■ WORK TO COMPLETE
Please give the records below back in full, exactly as shown.

(Region pointing data)
=== Section Start ===

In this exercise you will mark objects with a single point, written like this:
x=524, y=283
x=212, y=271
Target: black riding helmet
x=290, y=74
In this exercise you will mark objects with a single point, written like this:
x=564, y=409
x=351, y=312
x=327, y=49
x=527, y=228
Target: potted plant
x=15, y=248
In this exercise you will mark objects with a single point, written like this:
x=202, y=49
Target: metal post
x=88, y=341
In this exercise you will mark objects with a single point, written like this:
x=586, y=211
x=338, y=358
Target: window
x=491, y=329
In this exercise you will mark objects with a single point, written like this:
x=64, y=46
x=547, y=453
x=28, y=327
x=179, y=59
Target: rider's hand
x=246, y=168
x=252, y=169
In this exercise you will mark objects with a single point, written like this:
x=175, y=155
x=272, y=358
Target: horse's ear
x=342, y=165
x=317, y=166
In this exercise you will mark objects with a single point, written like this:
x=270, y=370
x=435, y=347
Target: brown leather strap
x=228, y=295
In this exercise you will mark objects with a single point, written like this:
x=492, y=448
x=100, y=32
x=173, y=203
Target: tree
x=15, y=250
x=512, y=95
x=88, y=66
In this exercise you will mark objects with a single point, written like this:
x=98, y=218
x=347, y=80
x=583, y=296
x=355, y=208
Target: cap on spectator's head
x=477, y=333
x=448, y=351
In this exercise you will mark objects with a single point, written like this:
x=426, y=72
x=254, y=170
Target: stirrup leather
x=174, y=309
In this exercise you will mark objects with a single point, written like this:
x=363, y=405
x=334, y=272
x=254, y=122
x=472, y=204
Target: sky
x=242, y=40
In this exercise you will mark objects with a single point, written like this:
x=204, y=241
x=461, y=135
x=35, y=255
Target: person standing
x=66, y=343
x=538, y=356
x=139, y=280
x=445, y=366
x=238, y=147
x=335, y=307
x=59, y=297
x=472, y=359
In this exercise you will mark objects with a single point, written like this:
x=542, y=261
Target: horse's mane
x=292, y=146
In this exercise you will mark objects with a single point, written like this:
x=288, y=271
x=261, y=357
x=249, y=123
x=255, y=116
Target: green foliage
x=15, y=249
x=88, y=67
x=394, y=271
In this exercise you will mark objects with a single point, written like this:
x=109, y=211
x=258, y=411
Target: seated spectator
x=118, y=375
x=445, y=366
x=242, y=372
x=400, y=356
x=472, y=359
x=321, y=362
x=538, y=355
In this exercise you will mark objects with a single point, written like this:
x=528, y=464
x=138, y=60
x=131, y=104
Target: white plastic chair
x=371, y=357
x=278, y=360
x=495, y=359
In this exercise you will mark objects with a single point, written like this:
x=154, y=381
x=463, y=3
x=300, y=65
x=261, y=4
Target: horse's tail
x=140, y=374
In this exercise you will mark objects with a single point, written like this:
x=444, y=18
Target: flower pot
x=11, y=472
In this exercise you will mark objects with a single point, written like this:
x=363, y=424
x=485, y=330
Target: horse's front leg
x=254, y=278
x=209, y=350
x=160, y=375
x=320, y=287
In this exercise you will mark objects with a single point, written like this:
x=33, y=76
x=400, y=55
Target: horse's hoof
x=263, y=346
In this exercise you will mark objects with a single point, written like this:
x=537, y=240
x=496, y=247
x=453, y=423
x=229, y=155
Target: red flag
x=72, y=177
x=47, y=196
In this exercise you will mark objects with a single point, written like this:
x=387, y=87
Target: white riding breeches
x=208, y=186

=== Section End ===

■ YOUR RESPONSE
In this exercise you will mark objects with a single point, written like this:
x=524, y=283
x=212, y=271
Target: black riding helmet
x=290, y=74
In this exercise you will mark objects with a single point, written like this:
x=564, y=409
x=351, y=312
x=327, y=49
x=527, y=228
Target: potted plant
x=15, y=248
In this exercise you will mark objects with a single point, written like this:
x=202, y=49
Target: metal post
x=88, y=341
In this exercise you will mark objects with a single point, written like this:
x=586, y=211
x=338, y=358
Target: window
x=491, y=329
In this exercise you will mark objects with a single point, written like this:
x=64, y=46
x=547, y=453
x=28, y=327
x=179, y=59
Target: rider's hand
x=246, y=168
x=252, y=169
In this exercise you will mark objects with a single point, written like this:
x=175, y=155
x=272, y=358
Target: horse's ear
x=342, y=165
x=317, y=166
In this exercise you will mark objects with a single point, written like this:
x=270, y=370
x=435, y=347
Target: brown leather strap
x=228, y=295
In this exercise you will mark objects with a single point, written like this:
x=492, y=448
x=100, y=32
x=173, y=203
Target: tree
x=15, y=250
x=512, y=95
x=88, y=66
In this exercise you will mark objects with a single point, written like this:
x=98, y=218
x=347, y=80
x=583, y=296
x=355, y=208
Target: cap on spectator's head
x=477, y=333
x=448, y=351
In this exercise you will mark objects with a single point, written like this:
x=426, y=72
x=254, y=170
Target: stirrup leather
x=174, y=309
In this exercise you will mark objects with a single point, written like this:
x=363, y=405
x=334, y=272
x=254, y=122
x=472, y=204
Target: sky
x=242, y=40
In this exercise you will mark objects with a single point, written like this:
x=204, y=241
x=461, y=135
x=35, y=255
Target: person standing
x=66, y=343
x=538, y=356
x=139, y=280
x=445, y=366
x=238, y=147
x=335, y=307
x=59, y=297
x=472, y=359
In this exercise you will mark objects with a single point, written like this:
x=542, y=261
Target: horse's mane
x=292, y=146
In this exercise you will mark objects with a single point, written like this:
x=288, y=271
x=261, y=357
x=249, y=123
x=255, y=116
Target: green foliage
x=15, y=249
x=88, y=67
x=394, y=271
In this exercise you will mark objects with a single point, written like this:
x=109, y=211
x=258, y=411
Target: seated spectator
x=118, y=375
x=445, y=366
x=242, y=372
x=400, y=356
x=472, y=359
x=321, y=362
x=538, y=355
In this exercise you will mark objects with a single point, written like this:
x=528, y=464
x=138, y=60
x=131, y=104
Target: white plastic chair
x=371, y=357
x=278, y=360
x=495, y=359
In this exercise you will mark objects with a single point, written like this:
x=154, y=381
x=463, y=3
x=300, y=65
x=261, y=4
Target: horse's tail
x=140, y=374
In this exercise you will mark objects with a single point, written like this:
x=444, y=18
Target: flower pot
x=11, y=472
In this exercise you will mark objects with a single point, written like this:
x=363, y=424
x=485, y=330
Target: horse's front leg
x=254, y=278
x=209, y=350
x=160, y=375
x=320, y=287
In this exercise you will mark objects with a single point, written like this:
x=33, y=76
x=400, y=55
Target: horse's hoof
x=263, y=346
In this exercise you will mark objects with a single point, written like this:
x=537, y=240
x=496, y=247
x=453, y=423
x=229, y=155
Target: red flag
x=72, y=177
x=47, y=196
In this exercise you will mark objects with a single point, written like this:
x=387, y=87
Target: white riding breeches
x=208, y=186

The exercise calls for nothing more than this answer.